***** LISTING

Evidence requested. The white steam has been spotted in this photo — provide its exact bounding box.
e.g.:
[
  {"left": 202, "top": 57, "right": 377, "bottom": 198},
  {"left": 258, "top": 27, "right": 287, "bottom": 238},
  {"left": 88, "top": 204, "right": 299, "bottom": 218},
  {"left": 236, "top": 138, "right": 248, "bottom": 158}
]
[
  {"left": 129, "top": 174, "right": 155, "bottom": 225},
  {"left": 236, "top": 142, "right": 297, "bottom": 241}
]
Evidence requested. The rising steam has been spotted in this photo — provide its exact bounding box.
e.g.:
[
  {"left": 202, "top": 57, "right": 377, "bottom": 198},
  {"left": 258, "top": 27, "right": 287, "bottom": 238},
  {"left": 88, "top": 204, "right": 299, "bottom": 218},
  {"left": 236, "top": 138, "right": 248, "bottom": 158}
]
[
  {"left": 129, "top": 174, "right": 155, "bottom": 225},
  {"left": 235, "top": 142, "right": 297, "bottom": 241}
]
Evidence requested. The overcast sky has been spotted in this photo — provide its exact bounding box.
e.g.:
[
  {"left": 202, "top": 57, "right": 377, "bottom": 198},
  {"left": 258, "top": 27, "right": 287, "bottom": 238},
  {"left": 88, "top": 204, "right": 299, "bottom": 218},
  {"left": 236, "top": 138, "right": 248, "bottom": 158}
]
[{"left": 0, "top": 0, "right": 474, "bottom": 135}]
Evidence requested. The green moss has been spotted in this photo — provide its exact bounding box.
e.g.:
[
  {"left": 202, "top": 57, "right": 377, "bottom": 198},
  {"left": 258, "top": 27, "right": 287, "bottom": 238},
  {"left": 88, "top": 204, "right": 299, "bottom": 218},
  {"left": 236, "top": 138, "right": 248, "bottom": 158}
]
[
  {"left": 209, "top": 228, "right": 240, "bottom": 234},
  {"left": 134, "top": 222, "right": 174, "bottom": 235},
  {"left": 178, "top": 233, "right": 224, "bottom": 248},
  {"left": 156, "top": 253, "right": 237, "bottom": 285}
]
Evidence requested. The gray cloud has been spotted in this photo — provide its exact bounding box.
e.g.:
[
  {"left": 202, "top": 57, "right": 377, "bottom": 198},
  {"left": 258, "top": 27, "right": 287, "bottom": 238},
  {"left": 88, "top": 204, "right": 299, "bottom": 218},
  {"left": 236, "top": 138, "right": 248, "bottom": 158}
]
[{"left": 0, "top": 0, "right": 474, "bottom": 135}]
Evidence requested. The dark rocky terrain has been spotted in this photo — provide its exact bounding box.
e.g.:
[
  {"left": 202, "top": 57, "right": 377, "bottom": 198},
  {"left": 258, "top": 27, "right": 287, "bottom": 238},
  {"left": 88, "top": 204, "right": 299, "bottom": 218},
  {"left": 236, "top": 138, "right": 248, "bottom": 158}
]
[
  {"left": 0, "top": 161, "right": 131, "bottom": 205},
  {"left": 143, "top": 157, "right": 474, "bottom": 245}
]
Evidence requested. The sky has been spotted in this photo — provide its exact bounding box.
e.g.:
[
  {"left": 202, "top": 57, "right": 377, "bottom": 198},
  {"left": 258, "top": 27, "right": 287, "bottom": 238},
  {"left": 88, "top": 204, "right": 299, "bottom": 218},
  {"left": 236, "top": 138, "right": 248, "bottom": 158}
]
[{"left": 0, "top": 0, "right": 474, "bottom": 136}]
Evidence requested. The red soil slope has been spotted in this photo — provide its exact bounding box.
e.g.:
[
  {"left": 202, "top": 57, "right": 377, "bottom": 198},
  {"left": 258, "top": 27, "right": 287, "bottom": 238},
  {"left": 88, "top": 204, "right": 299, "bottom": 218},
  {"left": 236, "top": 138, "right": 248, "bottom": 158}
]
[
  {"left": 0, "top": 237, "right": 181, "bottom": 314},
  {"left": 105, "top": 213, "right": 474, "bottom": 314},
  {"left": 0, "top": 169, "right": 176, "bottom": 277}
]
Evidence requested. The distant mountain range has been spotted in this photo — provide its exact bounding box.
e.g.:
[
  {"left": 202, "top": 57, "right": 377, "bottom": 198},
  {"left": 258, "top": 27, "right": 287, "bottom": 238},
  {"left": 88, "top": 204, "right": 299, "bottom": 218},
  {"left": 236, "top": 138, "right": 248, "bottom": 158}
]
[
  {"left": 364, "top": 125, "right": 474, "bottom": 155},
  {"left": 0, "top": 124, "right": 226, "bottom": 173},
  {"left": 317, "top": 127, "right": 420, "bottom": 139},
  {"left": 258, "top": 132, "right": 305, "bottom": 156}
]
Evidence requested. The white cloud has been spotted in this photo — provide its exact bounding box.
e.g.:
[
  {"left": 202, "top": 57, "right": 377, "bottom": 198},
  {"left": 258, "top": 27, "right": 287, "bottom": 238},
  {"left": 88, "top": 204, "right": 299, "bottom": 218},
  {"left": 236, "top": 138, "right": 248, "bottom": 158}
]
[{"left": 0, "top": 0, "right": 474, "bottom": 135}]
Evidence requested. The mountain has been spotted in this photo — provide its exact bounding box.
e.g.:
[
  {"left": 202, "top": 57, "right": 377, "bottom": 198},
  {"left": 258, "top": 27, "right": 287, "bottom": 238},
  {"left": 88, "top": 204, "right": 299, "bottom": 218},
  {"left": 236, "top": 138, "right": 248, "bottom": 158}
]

**********

» TASK DESCRIPTION
Please format every line of the items above as a JSON list of strings, one string per line, leaving out blank lines.

» ANSWER TO THIS PROBLEM
[
  "Evidence requested. The white steam has been spotted in this photo — provide its exact bounding box.",
  "e.g.:",
  "[",
  "  {\"left\": 202, \"top\": 57, \"right\": 377, \"bottom\": 198},",
  "  {\"left\": 258, \"top\": 27, \"right\": 287, \"bottom\": 238},",
  "  {\"left\": 88, \"top\": 204, \"right\": 299, \"bottom\": 218},",
  "  {\"left\": 236, \"top\": 138, \"right\": 248, \"bottom\": 158}",
  "]",
  "[",
  "  {\"left\": 129, \"top\": 174, \"right\": 155, \"bottom\": 225},",
  "  {\"left\": 236, \"top\": 142, \"right\": 297, \"bottom\": 241}",
  "]",
  "Evidence requested. The rising steam has been spotted in this photo — provide its exact bounding box.",
  "e.g.:",
  "[",
  "  {\"left\": 202, \"top\": 57, \"right\": 377, \"bottom\": 198},",
  "  {\"left\": 258, \"top\": 27, \"right\": 287, \"bottom\": 238},",
  "  {\"left\": 88, \"top\": 204, \"right\": 299, \"bottom\": 218},",
  "  {\"left\": 236, \"top\": 138, \"right\": 248, \"bottom\": 158}",
  "]",
  "[",
  "  {\"left\": 129, \"top\": 174, \"right\": 155, \"bottom\": 225},",
  "  {\"left\": 235, \"top\": 142, \"right\": 297, \"bottom\": 241}",
  "]",
  "Evidence requested. The overcast sky has been spotted in this photo — provide its exact bounding box.",
  "e.g.:",
  "[",
  "  {\"left\": 202, \"top\": 57, \"right\": 377, \"bottom\": 198},",
  "  {\"left\": 258, \"top\": 27, \"right\": 287, \"bottom\": 238},",
  "  {\"left\": 88, \"top\": 204, \"right\": 299, \"bottom\": 218},",
  "  {\"left\": 236, \"top\": 138, \"right\": 248, \"bottom\": 158}",
  "]",
  "[{\"left\": 0, \"top\": 0, \"right\": 474, \"bottom\": 135}]",
  "Evidence requested. The green moss has been spotted in this photo — provide its exact bounding box.",
  "e.g.:",
  "[",
  "  {\"left\": 202, \"top\": 57, \"right\": 377, \"bottom\": 198},",
  "  {\"left\": 258, \"top\": 27, \"right\": 287, \"bottom\": 238},",
  "  {\"left\": 88, \"top\": 204, \"right\": 299, \"bottom\": 218},",
  "  {\"left\": 236, \"top\": 138, \"right\": 248, \"bottom\": 158}",
  "]",
  "[",
  "  {\"left\": 209, \"top\": 228, \"right\": 240, \"bottom\": 234},",
  "  {\"left\": 134, \"top\": 222, \"right\": 174, \"bottom\": 235},",
  "  {\"left\": 178, \"top\": 233, \"right\": 224, \"bottom\": 248},",
  "  {\"left\": 156, \"top\": 253, \"right\": 237, \"bottom\": 285}",
  "]",
  "Evidence requested. The gray cloud has been spotted in this photo — provide its exact bounding box.",
  "e.g.:",
  "[",
  "  {\"left\": 202, \"top\": 57, \"right\": 377, \"bottom\": 198},",
  "  {\"left\": 258, \"top\": 27, \"right\": 287, \"bottom\": 238},",
  "  {\"left\": 88, \"top\": 204, \"right\": 299, \"bottom\": 218},",
  "  {\"left\": 236, \"top\": 138, \"right\": 248, \"bottom\": 158}",
  "]",
  "[{\"left\": 0, \"top\": 0, \"right\": 474, \"bottom\": 135}]",
  "Evidence requested. The dark rocky terrain has been spotted in this photo — provide its exact bounding box.",
  "e.g.:",
  "[",
  "  {\"left\": 202, \"top\": 57, \"right\": 377, \"bottom\": 198},",
  "  {\"left\": 258, \"top\": 27, \"right\": 287, \"bottom\": 238},",
  "  {\"left\": 88, \"top\": 204, \"right\": 299, \"bottom\": 218},",
  "  {\"left\": 236, \"top\": 138, \"right\": 248, \"bottom\": 158}",
  "]",
  "[",
  "  {\"left\": 0, \"top\": 161, \"right\": 131, \"bottom\": 205},",
  "  {\"left\": 143, \"top\": 157, \"right\": 474, \"bottom\": 245}",
  "]",
  "Evidence requested. The sky has been spotted in this photo — provide its exact bounding box.",
  "e.g.:",
  "[",
  "  {\"left\": 202, \"top\": 57, \"right\": 377, \"bottom\": 198},",
  "  {\"left\": 258, \"top\": 27, \"right\": 287, \"bottom\": 238},",
  "  {\"left\": 88, \"top\": 204, \"right\": 299, \"bottom\": 218},",
  "  {\"left\": 236, \"top\": 138, \"right\": 248, \"bottom\": 158}",
  "]",
  "[{\"left\": 0, \"top\": 0, \"right\": 474, \"bottom\": 136}]",
  "Evidence requested. The red soil slope has been spotted in this photo — provide its exact bounding box.",
  "e.g.:",
  "[",
  "  {\"left\": 202, \"top\": 57, \"right\": 377, \"bottom\": 198},",
  "  {\"left\": 258, \"top\": 27, \"right\": 287, \"bottom\": 238},",
  "  {\"left\": 88, \"top\": 204, \"right\": 299, \"bottom\": 218},",
  "  {\"left\": 236, \"top\": 138, \"right\": 248, \"bottom\": 158}",
  "]",
  "[",
  "  {\"left\": 0, \"top\": 237, \"right\": 181, \"bottom\": 314},",
  "  {\"left\": 105, \"top\": 213, \"right\": 474, \"bottom\": 314},",
  "  {\"left\": 0, \"top\": 169, \"right\": 176, \"bottom\": 277}",
  "]",
  "Evidence requested. The distant mountain range has been spotted in this photo — provide its exact bounding box.",
  "e.g.:",
  "[",
  "  {\"left\": 202, \"top\": 57, \"right\": 377, \"bottom\": 198},",
  "  {\"left\": 258, \"top\": 27, \"right\": 287, \"bottom\": 238},",
  "  {\"left\": 88, \"top\": 204, \"right\": 299, \"bottom\": 218},",
  "  {\"left\": 236, \"top\": 138, \"right\": 248, \"bottom\": 158}",
  "]",
  "[",
  "  {\"left\": 364, \"top\": 125, \"right\": 474, \"bottom\": 155},",
  "  {\"left\": 0, \"top\": 124, \"right\": 226, \"bottom\": 173},",
  "  {\"left\": 317, \"top\": 127, \"right\": 420, \"bottom\": 139},",
  "  {\"left\": 258, \"top\": 132, \"right\": 305, \"bottom\": 156}",
  "]",
  "Evidence requested. The white cloud has been spotted in this photo — provide its exact bounding box.",
  "e.g.:",
  "[",
  "  {\"left\": 202, \"top\": 57, \"right\": 377, \"bottom\": 198},",
  "  {\"left\": 258, \"top\": 27, \"right\": 287, \"bottom\": 238},",
  "  {\"left\": 88, \"top\": 204, \"right\": 299, \"bottom\": 218},",
  "  {\"left\": 236, \"top\": 138, \"right\": 248, \"bottom\": 158}",
  "]",
  "[{\"left\": 0, \"top\": 0, \"right\": 474, \"bottom\": 135}]",
  "Evidence requested. The mountain has been spotted in this photo — provide its exact bounding box.",
  "e.g.:",
  "[",
  "  {\"left\": 202, \"top\": 57, \"right\": 377, \"bottom\": 198},",
  "  {\"left\": 258, \"top\": 27, \"right\": 287, \"bottom\": 238},",
  "  {\"left\": 88, \"top\": 204, \"right\": 299, \"bottom\": 218},",
  "  {\"left\": 236, \"top\": 138, \"right\": 248, \"bottom\": 158}",
  "]"
]